++++ Provided text

Using the same proteoliposomes, we observed ATP synthesis driven by acid-base transition and valinomycin-induced K+ diffusion potential (Fig. 5B). The reaction was started by the addition of acidified proteoliposome mixture into the basic mixture, and generation of ATP was monitored by luciferin/luciferase. In the presence of nigericin, which acts as an uncoupler in combination with valinomycin, ATP synthesis did not occur. In contrast to proton pumping, activities of ATP synthesis of the F0F1(1/2)s are different from each other, and initial rates of synthesis are 28% (βΔRYKE), 20% (βΔLQDI), and 11% (βΔYKELQDI) of that of wild-type F0F1.

DISCUSSION

Short-sized Helix-1 Impairs Energy Conversion but Not Chemical Catalysis

Properties of the half-torque mutants are summarized in Table 1. As seen, when the mutant enzymes hydrolyze ATP without the burden of the viscous load, their enzymatic kinetics are not very different from those of the wild-type enzyme. However, once they have to do work such as rotating large beads and pumping protons, their defects become obvious. Thus, shortening of helix-1 does not impair chemical catalysis but does impair mechanochemical energy conversion.

TABLE 1
Properties of mutant F1s and F0F1s with short-sized pushrod helix

Torque Generation in F1(1/2)

The half-torque mutants we reported here retain the sleeve interactions. In addition, they do not lose all orifice interactions but retain the interactions at the conical entrance of the orifice of α3β3 ring that touches the globular portion of the γ subunit (Fig. 1). F1 with the truncated γ subunit, which apparently has only the interactions with the conical entrance region of the α3β3 ring, can generate a small torque that barely supports unidirectional slow rotation of a load-negligible gold bead (35). It appears, therefore, that the sleeve interactions coordinated with the interactions at the conical entrance would be responsible for the generation of torque in F1(1/2)s.

++++++++

_Directions for this task:_
Continue the passage on the F0F1 half-torque mutants from the point where it stops.

++++ Given records

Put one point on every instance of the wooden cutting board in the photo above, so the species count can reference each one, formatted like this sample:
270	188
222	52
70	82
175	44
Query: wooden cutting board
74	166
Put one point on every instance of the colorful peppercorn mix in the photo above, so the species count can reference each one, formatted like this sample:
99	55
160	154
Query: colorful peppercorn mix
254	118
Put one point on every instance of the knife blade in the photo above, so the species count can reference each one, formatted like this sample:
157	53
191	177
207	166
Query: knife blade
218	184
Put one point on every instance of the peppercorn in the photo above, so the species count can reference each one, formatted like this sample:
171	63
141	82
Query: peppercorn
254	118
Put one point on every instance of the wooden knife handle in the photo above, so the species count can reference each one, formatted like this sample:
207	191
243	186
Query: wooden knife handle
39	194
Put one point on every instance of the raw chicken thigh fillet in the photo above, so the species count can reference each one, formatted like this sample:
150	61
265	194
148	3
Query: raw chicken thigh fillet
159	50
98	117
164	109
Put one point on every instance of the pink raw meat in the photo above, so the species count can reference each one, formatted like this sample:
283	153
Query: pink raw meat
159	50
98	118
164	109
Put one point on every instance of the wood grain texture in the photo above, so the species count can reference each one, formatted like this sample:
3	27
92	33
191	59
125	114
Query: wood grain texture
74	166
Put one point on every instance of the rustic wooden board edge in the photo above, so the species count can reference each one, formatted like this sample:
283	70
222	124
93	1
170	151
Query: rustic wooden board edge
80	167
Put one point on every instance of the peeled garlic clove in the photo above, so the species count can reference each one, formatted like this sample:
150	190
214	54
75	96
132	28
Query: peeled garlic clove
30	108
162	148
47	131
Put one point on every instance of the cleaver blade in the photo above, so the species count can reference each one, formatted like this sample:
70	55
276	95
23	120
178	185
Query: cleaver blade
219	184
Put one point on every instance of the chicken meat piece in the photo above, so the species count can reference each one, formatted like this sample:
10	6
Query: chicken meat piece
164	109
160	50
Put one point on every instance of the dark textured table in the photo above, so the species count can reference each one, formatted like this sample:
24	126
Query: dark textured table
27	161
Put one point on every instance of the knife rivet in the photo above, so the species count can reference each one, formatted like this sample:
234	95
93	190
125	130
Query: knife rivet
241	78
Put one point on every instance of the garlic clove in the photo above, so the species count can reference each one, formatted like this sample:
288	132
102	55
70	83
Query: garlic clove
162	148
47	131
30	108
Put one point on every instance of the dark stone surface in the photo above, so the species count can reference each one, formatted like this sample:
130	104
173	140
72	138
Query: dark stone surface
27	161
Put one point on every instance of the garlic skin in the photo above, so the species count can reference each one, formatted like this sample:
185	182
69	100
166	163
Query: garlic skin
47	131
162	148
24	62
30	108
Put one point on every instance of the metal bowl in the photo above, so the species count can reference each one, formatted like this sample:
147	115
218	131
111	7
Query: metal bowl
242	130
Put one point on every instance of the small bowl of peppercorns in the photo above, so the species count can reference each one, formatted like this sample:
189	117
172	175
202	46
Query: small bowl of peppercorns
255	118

++++++++
++++ Given records

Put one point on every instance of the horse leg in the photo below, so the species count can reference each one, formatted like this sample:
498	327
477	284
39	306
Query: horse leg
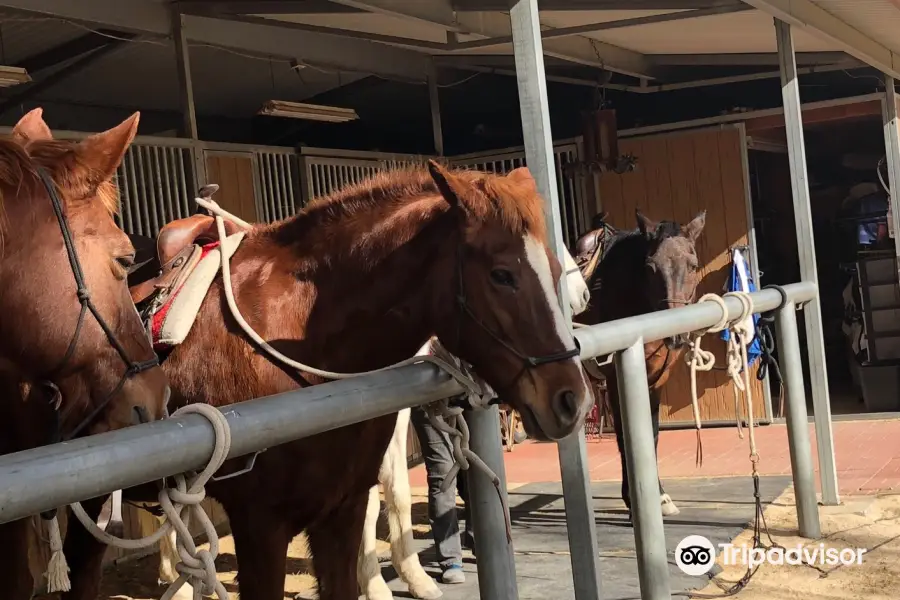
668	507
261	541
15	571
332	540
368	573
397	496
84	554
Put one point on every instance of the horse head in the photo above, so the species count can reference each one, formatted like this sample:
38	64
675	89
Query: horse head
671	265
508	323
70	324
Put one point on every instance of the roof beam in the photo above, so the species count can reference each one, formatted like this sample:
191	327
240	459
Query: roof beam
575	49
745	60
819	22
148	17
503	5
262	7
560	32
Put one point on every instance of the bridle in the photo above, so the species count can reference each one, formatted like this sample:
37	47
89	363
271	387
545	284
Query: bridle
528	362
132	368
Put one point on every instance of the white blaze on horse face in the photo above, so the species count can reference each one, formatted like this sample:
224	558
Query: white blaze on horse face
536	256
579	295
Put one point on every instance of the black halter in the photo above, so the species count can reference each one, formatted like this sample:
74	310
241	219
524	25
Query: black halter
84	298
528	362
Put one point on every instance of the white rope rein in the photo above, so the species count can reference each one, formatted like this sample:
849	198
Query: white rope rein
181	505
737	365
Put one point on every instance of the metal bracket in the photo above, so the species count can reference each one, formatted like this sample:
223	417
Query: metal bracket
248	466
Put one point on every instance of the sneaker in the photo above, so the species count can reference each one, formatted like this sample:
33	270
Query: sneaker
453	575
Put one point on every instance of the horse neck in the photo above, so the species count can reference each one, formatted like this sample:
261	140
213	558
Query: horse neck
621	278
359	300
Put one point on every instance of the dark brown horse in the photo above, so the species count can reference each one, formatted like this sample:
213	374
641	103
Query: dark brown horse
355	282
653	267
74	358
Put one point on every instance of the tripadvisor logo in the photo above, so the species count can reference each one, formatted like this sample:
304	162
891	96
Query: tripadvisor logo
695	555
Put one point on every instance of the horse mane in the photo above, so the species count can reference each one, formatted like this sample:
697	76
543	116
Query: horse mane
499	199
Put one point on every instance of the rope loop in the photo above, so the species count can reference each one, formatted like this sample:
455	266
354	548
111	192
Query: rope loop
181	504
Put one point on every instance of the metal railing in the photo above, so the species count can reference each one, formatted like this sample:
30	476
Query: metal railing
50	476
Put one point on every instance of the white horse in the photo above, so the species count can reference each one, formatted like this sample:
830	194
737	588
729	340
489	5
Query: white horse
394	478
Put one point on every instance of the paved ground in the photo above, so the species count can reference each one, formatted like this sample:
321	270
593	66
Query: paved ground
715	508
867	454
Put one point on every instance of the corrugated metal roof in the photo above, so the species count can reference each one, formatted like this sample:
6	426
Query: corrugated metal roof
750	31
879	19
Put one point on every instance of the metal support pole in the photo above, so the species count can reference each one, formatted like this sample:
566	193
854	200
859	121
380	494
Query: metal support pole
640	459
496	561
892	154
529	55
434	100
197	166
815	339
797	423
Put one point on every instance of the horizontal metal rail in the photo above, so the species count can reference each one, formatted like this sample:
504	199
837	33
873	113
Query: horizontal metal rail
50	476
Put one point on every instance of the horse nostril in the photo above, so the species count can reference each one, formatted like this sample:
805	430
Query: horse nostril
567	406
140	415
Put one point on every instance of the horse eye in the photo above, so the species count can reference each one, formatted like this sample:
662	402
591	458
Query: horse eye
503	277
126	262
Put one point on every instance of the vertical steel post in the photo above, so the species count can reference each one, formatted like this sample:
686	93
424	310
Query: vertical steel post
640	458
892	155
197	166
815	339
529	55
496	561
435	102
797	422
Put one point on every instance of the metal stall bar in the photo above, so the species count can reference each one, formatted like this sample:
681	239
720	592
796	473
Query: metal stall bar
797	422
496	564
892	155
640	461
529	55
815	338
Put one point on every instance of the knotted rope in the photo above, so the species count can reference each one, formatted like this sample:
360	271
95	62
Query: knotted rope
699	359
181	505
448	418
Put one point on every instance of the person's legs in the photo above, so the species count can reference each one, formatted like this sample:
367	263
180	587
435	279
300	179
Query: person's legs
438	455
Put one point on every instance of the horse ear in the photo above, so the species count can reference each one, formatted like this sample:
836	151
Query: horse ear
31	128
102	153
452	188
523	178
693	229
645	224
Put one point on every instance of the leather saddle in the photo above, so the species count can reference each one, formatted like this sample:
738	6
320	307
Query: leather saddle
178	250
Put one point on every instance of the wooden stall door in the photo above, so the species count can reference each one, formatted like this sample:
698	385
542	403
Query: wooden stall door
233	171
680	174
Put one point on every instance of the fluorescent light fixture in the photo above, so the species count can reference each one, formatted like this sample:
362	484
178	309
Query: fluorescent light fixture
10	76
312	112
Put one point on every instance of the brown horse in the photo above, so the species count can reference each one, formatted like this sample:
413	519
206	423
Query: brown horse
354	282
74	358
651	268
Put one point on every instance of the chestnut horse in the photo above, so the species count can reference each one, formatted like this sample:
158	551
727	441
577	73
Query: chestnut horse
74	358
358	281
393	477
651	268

++++++++

_Answer box:_
Helix-1 with Sufficient Length Is Necessary for Torque Generation, Acting as Pushrod

The orifice interactions by themselves produce at least half of the torque of the ATP-driven F1 motor (21, 35). Given that the interactions at the conical entrance region contribute only a small fraction of the torque, the majority of the torque produced at the orifice is attributed to the interactions of the helix-1-loop-helix-2 with the convex coiled-coil region of the γ subunit. Concerning the central loop, the conserved DELSDED sequence is not necessary for the torque generation (23). Even the mutants with the shortened loop can synthesize ATP (24) and produce normal torque (Fig. 2). Instead, this work reveals a critical role of full-length helix-1 in the generation of torque. When helix-1 is shortened by one helical turn (5.4 Å) by deletion of either the RYKE or the LQDI segments, torque is reduced by half. When the segment RYKELQDI, which forms two turns (10.8 Å) in helix-1, is truncated, torque is again reduced by no more than half. It is clear from these results that the physical length, rather than residue-specific interactions, of helix-1 is important for torque generation. In addition, the fact that deletion of one turn and of two turns gives the same result implies the presence of a critical length for helix-1 function. Crystal structure (36), single molecule study (37), and rapid scan atomic force microscopy (38) show that C-terminal domains of three β subunits in F1 undergo bending motion sequentially and alternately during the catalytic cycle. The helix-1-loop-helix-2 is a protruding body of the C-terminal domain toward the γ subunit (Fig. 1), and it can protrude more toward the γ subunit by a bending motion (36). It appears that a protruding solid body of the helix-1-loop-helix-2 physically pushes the convex part of the coiled-coil of the γ subunit and assists the γ subunit to rotate (39). To transmit the force, helix-1, and probably helix-2 as well, must play the role of pushrod with sufficient length and stiffness.

Critical Length of Helix-1

Very recently, more research on the helix-1-loop-helix-2 structure was published by Mnatsakanyan et al. (40). They found that a mutant of Bacillus PS3 F0F1, Δ7 (βΔ(LQDI+LSD)), can catalyze ATP synthesis, although slowly, but Δ10 (βΔ(QDIIAIL+LSD)) cannot. From the difference between Δ7 and Δ10, Mnatsakanyan et al. (40) concluded that the critical length of the helix-1-loop-helix-2 structure is around ~10 Å shorter than the native length. Our results clearly show that shortening one turn (~5 Å) of helix-1 (βΔLQDI and βΔRYKE) is enough to abolish half of the torque. Therefore, we agree on the presence of a critical length but propose that the critical length of the helix as a solid body is ~5 Å shorter than the native length. Most likely, Δ10 is also a half-torque mutant and has the catalytic ability of ATP synthesis, although it might have been very weak and escaped the assay employed in Ref. 40. Actually, Δ10 retains proton-pumping activity, although weak (40), which should not happen without torque.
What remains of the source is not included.